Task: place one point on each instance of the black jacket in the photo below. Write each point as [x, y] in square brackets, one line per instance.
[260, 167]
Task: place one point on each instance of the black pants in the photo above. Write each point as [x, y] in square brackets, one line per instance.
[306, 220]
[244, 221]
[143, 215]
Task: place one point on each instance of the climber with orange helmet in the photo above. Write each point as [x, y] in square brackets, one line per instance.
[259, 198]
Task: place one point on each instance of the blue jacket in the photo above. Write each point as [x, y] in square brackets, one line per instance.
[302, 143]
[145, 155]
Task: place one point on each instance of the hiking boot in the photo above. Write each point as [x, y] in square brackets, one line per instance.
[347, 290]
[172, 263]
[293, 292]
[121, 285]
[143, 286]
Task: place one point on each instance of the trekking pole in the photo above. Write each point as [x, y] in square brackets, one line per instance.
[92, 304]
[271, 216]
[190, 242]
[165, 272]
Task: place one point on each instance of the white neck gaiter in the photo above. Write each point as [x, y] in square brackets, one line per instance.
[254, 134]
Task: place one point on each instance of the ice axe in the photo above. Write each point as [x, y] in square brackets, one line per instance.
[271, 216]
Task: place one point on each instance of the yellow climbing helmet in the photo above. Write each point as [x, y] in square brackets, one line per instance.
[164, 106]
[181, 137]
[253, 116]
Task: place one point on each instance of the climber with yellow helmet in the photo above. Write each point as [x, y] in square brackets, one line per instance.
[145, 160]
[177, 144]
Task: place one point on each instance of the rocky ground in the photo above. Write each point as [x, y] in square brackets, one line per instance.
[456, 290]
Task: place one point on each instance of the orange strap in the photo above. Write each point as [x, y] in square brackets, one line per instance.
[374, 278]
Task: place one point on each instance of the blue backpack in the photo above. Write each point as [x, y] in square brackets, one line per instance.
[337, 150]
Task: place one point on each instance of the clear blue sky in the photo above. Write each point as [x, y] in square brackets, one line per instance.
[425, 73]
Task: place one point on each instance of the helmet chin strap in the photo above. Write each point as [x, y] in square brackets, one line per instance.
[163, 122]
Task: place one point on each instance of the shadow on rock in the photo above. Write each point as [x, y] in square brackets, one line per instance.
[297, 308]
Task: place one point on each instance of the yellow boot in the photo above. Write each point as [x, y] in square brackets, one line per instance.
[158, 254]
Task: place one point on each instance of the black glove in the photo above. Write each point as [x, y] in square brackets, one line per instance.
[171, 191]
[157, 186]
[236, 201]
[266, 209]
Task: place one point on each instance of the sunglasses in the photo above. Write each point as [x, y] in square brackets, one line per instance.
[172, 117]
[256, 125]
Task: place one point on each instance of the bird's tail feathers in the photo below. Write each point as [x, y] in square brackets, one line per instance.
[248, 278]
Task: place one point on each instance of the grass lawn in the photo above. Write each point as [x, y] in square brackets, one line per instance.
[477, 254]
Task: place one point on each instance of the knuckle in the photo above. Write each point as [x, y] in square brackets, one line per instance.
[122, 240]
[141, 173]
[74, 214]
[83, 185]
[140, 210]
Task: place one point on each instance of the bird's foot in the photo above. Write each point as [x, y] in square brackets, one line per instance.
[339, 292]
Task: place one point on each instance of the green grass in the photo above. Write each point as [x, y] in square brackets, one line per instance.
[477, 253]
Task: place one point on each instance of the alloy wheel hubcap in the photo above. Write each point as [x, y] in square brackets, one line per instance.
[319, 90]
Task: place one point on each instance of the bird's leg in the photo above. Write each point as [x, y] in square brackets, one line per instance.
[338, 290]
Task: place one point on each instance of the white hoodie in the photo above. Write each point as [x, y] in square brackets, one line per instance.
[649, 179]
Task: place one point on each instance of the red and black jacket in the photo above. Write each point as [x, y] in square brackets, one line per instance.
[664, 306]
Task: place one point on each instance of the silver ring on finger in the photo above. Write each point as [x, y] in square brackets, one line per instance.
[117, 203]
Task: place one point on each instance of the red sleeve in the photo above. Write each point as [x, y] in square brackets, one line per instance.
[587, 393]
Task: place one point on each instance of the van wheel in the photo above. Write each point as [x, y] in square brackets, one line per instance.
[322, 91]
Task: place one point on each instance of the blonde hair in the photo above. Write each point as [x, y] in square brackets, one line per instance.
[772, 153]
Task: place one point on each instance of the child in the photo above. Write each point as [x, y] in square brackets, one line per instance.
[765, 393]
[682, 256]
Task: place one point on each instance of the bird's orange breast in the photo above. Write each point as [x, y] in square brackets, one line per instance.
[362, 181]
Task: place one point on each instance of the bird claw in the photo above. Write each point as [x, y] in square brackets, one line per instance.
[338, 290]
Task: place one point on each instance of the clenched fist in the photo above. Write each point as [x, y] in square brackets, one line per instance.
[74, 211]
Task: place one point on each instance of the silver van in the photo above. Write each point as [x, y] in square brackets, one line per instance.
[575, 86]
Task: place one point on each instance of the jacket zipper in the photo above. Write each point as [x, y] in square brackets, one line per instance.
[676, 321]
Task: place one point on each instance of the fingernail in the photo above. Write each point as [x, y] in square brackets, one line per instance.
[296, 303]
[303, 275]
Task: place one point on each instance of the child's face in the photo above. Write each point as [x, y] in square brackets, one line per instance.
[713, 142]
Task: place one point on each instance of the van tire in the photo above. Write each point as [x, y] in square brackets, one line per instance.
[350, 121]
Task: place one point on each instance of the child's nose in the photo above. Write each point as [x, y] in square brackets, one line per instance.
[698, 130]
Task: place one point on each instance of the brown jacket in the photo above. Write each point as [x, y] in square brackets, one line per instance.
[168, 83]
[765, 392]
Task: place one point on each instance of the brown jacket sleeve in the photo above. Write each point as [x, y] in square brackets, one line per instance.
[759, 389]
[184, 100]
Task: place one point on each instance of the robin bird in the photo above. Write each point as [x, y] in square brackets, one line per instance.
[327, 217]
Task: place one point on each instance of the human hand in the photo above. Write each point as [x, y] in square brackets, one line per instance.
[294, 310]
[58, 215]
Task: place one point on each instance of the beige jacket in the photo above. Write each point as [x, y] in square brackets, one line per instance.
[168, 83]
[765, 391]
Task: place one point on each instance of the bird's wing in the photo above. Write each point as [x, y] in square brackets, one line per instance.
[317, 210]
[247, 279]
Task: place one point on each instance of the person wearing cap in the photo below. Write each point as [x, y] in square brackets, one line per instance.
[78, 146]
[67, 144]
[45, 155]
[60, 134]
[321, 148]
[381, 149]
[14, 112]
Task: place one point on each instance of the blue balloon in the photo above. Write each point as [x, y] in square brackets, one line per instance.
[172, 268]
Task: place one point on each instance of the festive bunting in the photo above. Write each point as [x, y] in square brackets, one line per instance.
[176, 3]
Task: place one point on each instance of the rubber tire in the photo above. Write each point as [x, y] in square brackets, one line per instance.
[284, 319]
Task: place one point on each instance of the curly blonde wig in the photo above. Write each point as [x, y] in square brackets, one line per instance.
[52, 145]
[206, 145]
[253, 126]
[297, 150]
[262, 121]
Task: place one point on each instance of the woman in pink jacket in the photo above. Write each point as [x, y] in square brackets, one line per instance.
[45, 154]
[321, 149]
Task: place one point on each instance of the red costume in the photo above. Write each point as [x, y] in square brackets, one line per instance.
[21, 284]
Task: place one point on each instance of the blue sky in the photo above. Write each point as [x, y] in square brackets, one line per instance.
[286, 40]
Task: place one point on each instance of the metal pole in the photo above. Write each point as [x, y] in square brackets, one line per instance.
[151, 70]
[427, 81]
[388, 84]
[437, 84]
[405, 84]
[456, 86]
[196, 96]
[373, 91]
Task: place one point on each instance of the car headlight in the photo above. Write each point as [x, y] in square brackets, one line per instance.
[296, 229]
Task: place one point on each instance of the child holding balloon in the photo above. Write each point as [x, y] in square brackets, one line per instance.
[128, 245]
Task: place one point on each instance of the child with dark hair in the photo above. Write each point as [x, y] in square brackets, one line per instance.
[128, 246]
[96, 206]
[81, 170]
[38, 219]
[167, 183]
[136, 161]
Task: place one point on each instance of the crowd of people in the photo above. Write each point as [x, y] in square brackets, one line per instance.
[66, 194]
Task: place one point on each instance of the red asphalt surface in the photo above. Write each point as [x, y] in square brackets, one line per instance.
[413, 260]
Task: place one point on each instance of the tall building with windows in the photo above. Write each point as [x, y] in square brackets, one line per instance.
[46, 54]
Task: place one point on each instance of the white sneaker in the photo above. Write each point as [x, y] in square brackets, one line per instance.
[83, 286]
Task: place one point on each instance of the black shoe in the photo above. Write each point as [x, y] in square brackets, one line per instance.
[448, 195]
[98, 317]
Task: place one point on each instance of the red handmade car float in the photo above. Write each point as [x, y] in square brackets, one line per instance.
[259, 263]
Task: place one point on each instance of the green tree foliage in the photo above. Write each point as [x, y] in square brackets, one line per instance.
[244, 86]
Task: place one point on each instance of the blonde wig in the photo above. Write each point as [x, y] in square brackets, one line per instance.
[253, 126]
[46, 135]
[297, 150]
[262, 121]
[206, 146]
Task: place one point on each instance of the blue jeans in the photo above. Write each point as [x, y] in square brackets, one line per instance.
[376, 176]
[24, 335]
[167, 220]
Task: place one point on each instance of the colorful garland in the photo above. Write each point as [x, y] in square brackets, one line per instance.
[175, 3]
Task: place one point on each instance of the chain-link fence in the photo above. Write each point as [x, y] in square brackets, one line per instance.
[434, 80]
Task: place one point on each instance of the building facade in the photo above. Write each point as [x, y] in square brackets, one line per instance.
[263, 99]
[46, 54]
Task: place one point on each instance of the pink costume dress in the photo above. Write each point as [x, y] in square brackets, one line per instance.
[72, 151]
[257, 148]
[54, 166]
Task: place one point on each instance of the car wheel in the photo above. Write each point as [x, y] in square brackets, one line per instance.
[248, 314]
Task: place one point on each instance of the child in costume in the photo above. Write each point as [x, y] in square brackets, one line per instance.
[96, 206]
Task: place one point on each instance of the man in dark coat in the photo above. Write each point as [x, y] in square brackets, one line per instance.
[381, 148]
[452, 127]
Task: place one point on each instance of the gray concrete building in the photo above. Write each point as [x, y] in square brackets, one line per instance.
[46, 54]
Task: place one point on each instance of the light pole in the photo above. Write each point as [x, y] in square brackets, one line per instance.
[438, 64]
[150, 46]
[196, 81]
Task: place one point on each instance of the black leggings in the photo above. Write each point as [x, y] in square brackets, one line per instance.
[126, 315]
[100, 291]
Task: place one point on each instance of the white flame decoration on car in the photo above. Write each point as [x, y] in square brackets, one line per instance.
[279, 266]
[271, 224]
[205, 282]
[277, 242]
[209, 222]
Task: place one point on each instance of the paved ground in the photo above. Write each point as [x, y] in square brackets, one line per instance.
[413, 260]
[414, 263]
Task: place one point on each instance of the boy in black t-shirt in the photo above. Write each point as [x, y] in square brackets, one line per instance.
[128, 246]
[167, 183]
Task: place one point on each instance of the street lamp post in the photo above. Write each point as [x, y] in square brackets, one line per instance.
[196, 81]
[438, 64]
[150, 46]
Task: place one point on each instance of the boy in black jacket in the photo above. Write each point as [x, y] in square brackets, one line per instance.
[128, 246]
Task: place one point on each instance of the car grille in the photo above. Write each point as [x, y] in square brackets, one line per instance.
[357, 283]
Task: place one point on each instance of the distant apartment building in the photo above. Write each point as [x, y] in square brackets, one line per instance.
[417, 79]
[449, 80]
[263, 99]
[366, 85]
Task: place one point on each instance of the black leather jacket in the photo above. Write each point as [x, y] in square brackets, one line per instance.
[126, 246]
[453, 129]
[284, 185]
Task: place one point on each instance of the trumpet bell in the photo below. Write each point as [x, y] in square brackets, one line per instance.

════════════════════

## What is expected
Give the lines from the one containing "Task: place one point on each instance of the gray" through the end of the entries again, exactly as written and with no other lines.

## Correct response
Task: place one point on each instance of the gray concrete building in the photo above. Write each point as [x, y] in square brackets, one line per instance.
[46, 54]
Task: place one point on each instance of the light pole in the photo above. Write each point as [x, y] in square brackets, one line per instance.
[438, 64]
[150, 46]
[196, 81]
Task: place one point on each instance of the black leggings in the photo above. Write each point as [x, y] in square brackets, one line per instance.
[126, 315]
[100, 291]
Task: place one point on each instance of the white flame decoration on car in the photo above. Write each point as [x, y] in square brackets, one line per instance.
[279, 266]
[271, 224]
[205, 282]
[277, 242]
[209, 222]
Task: place one point on each instance of the paved ground in the photo above. Write each point as [x, y] in square brackets, one line per instance.
[413, 260]
[414, 263]
Task: place one point on each instance of the boy in black t-shirt in the photo above. Write each point as [x, y] in square brackets, one line per instance.
[128, 246]
[167, 183]
Task: place one point on each instance of the street lamp post in the photo above. Write each point as [x, y] in square brackets, one line per instance.
[196, 81]
[438, 64]
[150, 46]
Task: place one point on each instance of the boy in black jacket in the photo above. Write each point as [x, y] in square brackets, one line per instance.
[128, 246]
Task: place one point on each instance of the car grille in the photo above. Write each point as [x, y] in square brackets, one line per instance.
[357, 283]
Task: place one point on each instance of the distant apartment building in the photo above. Write each point as [x, y] in square brackets, one line per instance.
[417, 79]
[449, 80]
[263, 99]
[366, 85]
Task: place one point on each instance of the black leather jacket in the photo above. Write each point as [x, y] in square brackets, one line per instance.
[126, 246]
[453, 129]
[284, 185]
Task: place one point on each instance of the trumpet bell in the photo below. Write each point as [x, y] in square brackets, one line per instance.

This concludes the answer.